Required work
Find the line containing "target: sandy ground" in the entries below. Restate it and each line after it, word for word, up to and including the line containing "target: lead rope".

(Beginning of Data section)

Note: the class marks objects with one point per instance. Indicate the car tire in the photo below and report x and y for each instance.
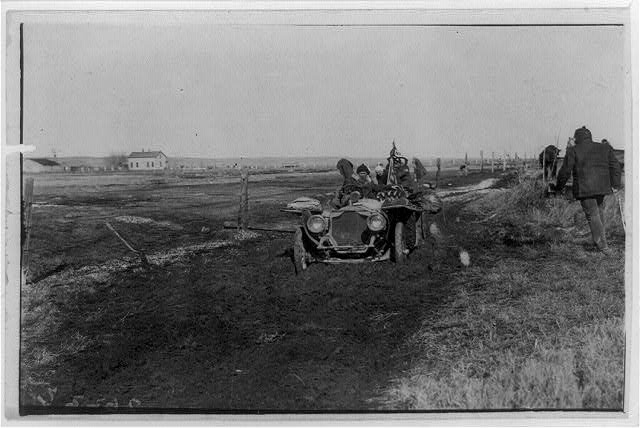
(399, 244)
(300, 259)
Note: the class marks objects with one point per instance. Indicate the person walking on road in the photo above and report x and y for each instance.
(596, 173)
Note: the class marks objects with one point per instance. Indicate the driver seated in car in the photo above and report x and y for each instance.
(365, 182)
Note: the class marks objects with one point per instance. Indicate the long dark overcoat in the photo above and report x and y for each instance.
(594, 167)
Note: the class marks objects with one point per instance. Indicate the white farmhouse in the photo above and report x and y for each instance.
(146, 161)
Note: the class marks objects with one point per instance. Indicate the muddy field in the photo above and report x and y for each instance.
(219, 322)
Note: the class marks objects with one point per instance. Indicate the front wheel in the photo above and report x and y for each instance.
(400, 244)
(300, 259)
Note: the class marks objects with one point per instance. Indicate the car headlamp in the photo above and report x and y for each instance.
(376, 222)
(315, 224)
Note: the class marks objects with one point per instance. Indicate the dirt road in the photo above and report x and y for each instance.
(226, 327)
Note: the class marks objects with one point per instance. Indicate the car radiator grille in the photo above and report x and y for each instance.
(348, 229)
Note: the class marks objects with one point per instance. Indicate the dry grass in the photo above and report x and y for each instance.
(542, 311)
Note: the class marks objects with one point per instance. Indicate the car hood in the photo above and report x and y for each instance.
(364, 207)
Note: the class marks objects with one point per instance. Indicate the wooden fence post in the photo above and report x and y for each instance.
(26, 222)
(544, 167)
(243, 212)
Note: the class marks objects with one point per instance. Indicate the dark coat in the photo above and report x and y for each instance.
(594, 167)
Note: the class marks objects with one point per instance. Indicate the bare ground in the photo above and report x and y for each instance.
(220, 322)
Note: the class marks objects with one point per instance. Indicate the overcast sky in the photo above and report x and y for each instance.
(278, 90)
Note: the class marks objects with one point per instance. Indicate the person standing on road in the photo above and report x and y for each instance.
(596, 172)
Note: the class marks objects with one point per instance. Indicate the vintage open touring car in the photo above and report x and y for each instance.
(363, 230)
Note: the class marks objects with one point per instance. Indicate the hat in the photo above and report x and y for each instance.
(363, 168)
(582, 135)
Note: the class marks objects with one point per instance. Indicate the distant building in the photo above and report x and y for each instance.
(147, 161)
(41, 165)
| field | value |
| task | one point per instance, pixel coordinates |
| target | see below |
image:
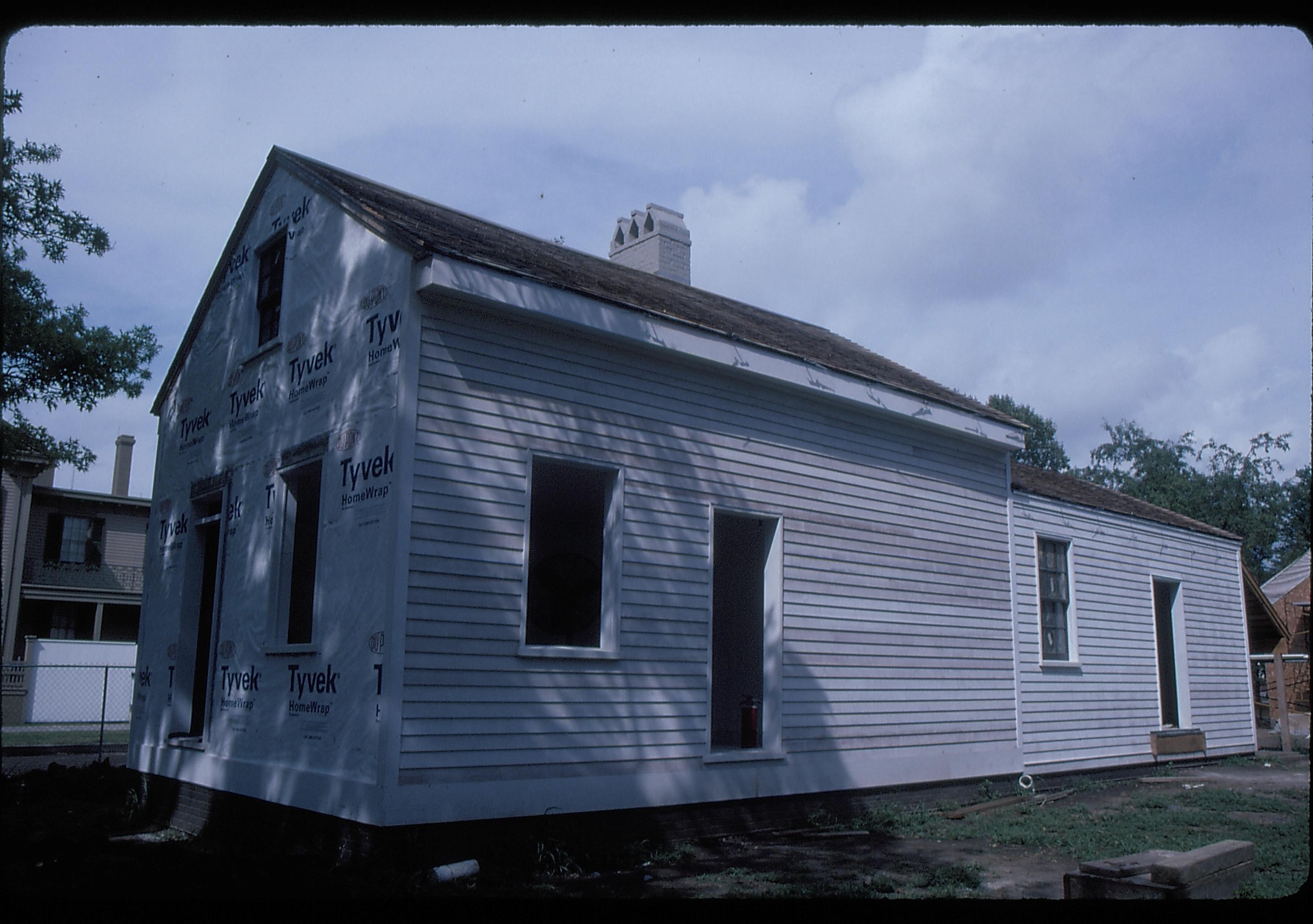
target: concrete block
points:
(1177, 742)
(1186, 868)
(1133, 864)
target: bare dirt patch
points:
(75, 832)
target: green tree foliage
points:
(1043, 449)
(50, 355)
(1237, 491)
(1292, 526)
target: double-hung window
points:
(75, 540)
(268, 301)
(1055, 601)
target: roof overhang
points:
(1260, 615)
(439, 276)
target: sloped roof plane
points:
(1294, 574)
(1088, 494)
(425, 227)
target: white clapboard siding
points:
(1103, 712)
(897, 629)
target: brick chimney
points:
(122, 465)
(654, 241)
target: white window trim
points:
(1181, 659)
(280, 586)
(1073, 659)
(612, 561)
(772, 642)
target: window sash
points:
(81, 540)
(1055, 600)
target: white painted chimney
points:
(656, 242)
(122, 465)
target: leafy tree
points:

(End of Data section)
(Beginning of Data section)

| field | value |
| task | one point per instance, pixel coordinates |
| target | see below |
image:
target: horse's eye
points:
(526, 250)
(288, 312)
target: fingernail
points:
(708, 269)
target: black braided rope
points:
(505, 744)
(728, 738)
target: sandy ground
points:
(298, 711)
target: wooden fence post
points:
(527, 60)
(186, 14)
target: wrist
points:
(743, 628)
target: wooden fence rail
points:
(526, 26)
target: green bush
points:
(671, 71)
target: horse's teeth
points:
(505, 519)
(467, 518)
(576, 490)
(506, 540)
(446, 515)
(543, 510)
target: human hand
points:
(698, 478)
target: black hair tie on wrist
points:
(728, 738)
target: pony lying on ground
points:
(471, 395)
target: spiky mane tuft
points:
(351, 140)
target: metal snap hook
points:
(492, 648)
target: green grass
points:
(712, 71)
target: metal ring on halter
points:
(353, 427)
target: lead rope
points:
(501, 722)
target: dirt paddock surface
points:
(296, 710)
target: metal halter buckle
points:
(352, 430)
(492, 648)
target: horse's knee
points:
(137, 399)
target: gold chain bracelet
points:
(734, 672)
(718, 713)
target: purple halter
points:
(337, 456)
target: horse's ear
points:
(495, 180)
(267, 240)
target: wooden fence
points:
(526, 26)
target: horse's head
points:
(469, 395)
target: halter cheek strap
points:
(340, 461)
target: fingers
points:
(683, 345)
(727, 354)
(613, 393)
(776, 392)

(End of Data section)
(Beginning of Data section)

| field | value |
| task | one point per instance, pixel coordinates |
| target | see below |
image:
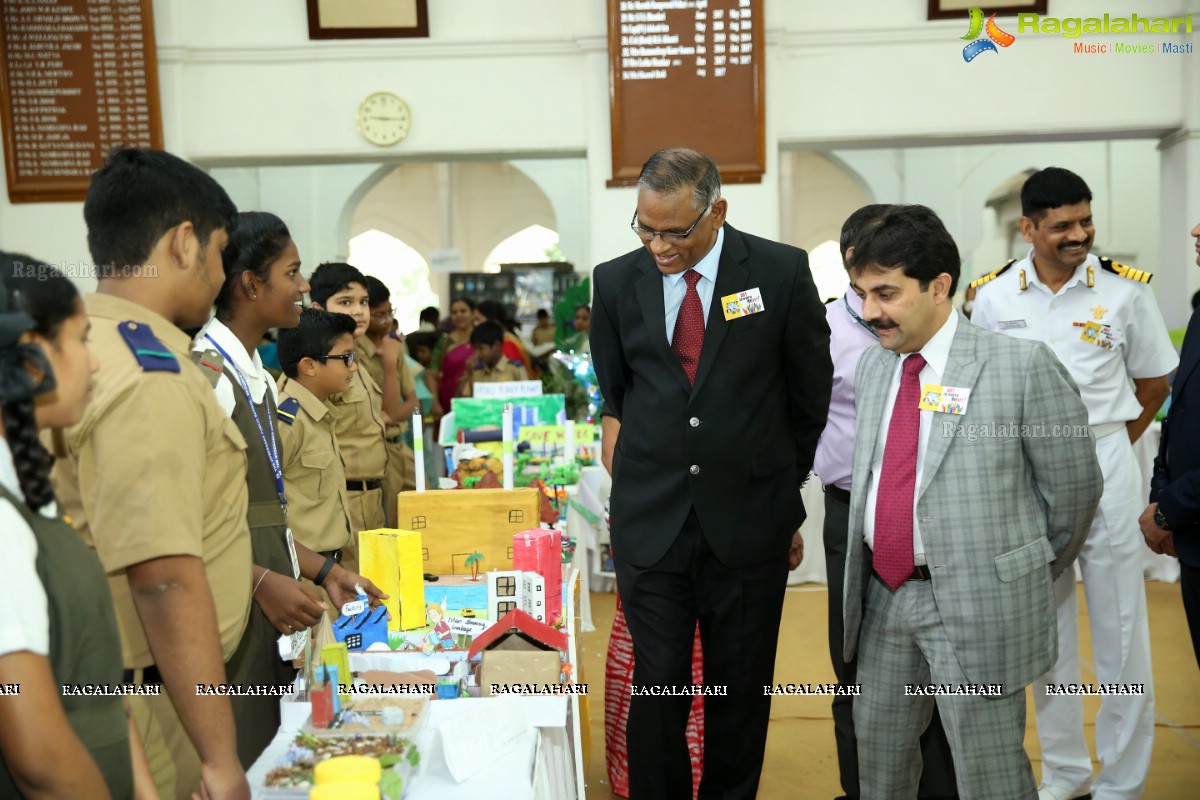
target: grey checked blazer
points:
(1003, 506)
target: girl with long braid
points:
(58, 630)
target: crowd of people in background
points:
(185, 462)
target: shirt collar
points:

(End of Data section)

Answer for this exercise
target: sandy ground
points:
(298, 711)
target: wooden fence post
points:
(527, 60)
(186, 14)
target: wrist
points:
(743, 628)
target: wooden fence rail
points:
(526, 26)
target: green bush
points:
(671, 71)
target: horse's teeth
points:
(505, 519)
(467, 518)
(576, 490)
(506, 540)
(446, 515)
(543, 510)
target: human hand
points:
(698, 478)
target: black hair tie on wrist
points:
(728, 738)
target: pony lying on ground
points:
(471, 395)
target: spiky mane tuft
points:
(351, 140)
target: metal snap hook
points:
(492, 648)
target: green grass
points:
(712, 71)
target: metal ring on halter
points:
(353, 427)
target: lead rope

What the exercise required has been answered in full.